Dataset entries
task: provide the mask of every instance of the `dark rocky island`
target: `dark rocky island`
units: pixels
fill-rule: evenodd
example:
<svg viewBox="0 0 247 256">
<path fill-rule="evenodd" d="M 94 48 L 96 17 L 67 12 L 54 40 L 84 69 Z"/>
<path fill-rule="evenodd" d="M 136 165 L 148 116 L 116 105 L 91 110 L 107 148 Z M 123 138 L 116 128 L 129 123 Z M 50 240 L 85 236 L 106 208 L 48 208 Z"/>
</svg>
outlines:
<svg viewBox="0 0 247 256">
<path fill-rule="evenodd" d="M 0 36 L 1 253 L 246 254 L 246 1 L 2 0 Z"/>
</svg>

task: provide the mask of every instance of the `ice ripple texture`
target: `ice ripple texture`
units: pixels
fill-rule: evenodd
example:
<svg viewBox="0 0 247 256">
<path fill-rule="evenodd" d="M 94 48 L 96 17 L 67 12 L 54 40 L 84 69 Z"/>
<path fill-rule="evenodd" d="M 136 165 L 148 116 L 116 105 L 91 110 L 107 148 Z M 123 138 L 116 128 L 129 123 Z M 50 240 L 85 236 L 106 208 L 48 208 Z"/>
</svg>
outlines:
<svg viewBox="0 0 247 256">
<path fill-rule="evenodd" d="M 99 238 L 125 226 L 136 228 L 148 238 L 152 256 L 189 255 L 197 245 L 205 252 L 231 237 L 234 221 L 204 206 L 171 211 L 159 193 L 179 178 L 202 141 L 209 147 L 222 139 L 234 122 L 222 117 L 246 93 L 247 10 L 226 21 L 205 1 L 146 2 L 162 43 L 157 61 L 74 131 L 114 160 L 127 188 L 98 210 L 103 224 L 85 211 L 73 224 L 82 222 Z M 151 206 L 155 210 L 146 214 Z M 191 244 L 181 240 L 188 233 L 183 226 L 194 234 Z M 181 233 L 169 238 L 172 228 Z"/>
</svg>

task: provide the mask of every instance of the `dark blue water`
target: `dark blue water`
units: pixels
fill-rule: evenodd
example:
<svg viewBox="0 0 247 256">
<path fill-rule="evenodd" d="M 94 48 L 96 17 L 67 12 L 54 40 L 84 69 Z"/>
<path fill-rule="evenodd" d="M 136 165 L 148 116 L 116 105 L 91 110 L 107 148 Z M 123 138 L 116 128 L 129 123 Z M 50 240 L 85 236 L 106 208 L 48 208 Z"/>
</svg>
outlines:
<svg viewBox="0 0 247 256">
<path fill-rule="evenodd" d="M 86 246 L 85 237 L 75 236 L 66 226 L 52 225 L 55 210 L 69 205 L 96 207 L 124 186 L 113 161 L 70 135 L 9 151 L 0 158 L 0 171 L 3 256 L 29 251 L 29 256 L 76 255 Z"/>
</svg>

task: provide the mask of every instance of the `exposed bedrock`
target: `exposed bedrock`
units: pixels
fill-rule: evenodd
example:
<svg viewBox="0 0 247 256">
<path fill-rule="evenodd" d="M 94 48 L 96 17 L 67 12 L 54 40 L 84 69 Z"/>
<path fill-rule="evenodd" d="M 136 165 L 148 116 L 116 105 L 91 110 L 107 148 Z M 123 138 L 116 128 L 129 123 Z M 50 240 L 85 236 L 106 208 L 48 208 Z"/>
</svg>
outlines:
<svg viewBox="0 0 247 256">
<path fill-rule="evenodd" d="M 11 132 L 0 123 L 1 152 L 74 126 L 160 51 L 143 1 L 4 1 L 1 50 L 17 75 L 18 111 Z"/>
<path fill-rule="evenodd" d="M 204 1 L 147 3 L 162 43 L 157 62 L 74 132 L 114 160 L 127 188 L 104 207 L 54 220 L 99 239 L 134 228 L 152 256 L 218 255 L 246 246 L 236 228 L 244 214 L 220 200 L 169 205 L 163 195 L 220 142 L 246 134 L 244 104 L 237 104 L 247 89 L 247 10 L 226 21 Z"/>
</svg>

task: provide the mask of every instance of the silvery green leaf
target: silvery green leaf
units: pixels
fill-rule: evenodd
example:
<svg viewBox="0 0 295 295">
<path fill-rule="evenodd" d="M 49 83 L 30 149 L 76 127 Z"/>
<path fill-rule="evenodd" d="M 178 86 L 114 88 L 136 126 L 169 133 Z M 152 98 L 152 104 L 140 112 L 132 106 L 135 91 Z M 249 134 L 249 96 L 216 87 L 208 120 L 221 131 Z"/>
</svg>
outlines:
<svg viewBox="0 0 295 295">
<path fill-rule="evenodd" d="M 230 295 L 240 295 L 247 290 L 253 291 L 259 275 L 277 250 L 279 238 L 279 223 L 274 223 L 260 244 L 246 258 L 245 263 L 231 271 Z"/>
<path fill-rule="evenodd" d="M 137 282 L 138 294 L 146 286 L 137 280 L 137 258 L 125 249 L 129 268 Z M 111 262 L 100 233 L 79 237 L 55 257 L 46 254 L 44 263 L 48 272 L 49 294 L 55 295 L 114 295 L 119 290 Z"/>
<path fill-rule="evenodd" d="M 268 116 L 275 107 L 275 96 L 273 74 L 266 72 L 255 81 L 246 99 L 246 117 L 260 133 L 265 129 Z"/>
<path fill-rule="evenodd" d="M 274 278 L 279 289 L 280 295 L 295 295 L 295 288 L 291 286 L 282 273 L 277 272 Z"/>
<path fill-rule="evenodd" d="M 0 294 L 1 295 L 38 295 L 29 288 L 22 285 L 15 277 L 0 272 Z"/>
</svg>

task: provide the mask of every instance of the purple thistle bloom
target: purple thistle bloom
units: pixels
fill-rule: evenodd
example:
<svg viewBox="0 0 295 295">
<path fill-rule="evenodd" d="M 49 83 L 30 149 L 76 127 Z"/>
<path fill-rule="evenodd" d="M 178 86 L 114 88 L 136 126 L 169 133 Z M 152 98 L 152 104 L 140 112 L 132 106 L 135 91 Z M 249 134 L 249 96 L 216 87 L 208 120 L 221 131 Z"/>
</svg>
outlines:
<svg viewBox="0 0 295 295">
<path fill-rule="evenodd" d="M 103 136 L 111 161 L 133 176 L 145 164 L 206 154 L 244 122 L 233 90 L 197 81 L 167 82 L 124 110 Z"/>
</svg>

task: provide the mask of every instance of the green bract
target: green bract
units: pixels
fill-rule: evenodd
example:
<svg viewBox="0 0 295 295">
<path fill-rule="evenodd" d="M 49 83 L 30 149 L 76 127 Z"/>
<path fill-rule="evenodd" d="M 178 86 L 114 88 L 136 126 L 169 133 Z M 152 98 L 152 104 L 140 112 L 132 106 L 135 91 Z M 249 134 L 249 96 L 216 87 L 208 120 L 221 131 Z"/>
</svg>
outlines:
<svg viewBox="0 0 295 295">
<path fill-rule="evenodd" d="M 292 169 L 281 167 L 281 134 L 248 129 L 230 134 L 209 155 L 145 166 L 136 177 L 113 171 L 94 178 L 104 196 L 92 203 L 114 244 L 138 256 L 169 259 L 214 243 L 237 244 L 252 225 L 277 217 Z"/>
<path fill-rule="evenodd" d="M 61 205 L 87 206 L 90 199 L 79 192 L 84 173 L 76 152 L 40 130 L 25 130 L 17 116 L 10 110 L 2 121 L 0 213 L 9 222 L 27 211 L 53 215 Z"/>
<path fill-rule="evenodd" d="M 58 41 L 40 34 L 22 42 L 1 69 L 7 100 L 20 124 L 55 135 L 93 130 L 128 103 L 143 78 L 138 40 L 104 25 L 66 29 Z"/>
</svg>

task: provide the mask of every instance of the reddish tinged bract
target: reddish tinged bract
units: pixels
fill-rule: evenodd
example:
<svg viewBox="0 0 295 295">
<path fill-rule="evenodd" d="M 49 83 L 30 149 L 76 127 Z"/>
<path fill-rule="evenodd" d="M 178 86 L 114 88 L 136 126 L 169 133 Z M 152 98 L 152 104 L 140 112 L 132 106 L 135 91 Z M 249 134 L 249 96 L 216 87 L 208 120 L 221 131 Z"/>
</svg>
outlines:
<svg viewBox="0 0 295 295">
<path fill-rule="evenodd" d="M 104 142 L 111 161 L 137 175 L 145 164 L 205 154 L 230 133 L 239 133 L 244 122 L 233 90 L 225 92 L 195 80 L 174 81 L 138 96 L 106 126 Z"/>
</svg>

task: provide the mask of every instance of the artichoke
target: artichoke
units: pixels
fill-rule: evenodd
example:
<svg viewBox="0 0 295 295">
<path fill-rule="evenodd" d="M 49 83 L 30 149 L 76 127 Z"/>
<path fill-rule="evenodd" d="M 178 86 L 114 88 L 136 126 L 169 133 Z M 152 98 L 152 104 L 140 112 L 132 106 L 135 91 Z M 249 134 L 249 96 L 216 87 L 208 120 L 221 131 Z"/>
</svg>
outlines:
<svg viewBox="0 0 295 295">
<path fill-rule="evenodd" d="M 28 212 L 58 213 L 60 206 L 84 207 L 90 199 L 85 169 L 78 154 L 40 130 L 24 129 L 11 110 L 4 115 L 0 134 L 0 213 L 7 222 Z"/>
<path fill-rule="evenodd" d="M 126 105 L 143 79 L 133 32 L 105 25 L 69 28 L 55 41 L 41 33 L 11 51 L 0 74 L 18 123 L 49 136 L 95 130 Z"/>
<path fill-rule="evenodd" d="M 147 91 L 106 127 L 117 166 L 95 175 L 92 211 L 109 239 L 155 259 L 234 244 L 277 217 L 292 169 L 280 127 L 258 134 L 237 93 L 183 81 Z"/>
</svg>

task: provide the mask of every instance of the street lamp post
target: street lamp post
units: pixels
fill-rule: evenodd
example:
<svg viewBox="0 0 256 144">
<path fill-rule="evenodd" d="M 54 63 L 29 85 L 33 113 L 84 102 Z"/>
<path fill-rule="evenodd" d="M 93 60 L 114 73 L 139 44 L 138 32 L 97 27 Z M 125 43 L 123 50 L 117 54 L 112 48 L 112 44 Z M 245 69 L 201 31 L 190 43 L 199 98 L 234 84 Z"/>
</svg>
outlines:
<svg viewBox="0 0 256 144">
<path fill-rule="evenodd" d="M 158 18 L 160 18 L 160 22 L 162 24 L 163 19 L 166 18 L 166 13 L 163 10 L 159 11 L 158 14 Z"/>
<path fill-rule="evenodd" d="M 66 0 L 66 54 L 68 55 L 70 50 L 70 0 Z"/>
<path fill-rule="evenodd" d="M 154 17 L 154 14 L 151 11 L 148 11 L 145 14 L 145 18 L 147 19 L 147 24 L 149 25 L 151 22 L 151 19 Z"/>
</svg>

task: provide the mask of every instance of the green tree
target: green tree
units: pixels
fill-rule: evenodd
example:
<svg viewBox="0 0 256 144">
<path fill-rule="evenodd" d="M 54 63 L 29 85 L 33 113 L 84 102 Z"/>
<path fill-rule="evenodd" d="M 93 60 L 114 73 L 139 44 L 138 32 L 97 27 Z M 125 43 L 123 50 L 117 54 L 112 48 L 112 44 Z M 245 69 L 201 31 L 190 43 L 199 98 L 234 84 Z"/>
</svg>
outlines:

What you will do - Edit the records from the line containing "task: provide the mask of every instance of the street" through the end of the records, both ends included, changing every "pixels" to "px" and keeping everything else identical. Return only those lines.

Correct response -
task: provide the mask of every instance of the street lamp post
target: street lamp post
units: px
fill-rule: evenodd
example:
<svg viewBox="0 0 256 144">
<path fill-rule="evenodd" d="M 54 63 L 29 85 L 33 113 L 84 102 Z"/>
<path fill-rule="evenodd" d="M 93 60 L 114 73 L 139 44 L 138 32 L 97 27 Z M 125 43 L 123 50 L 117 54 L 112 48 L 112 44 Z M 245 69 L 201 31 L 190 43 L 199 98 L 234 84 Z"/>
</svg>
outlines:
<svg viewBox="0 0 256 144">
<path fill-rule="evenodd" d="M 158 18 L 160 18 L 160 22 L 162 24 L 163 19 L 166 18 L 166 13 L 163 10 L 159 11 L 158 14 Z"/>
<path fill-rule="evenodd" d="M 66 0 L 66 54 L 68 55 L 70 50 L 70 0 Z"/>
<path fill-rule="evenodd" d="M 154 17 L 154 14 L 151 11 L 148 11 L 145 14 L 145 18 L 147 19 L 147 24 L 149 25 L 151 22 L 151 19 Z"/>
</svg>

task: provide the mask of every instance of the green tree
target: green tree
units: px
fill-rule: evenodd
example:
<svg viewBox="0 0 256 144">
<path fill-rule="evenodd" d="M 54 63 L 29 85 L 33 113 L 84 102 Z"/>
<path fill-rule="evenodd" d="M 93 60 L 114 73 L 139 44 L 138 32 L 97 27 Z M 125 43 L 123 50 L 117 54 L 112 48 L 112 44 Z M 245 69 L 201 31 L 190 43 L 199 98 L 234 84 Z"/>
</svg>
outlines:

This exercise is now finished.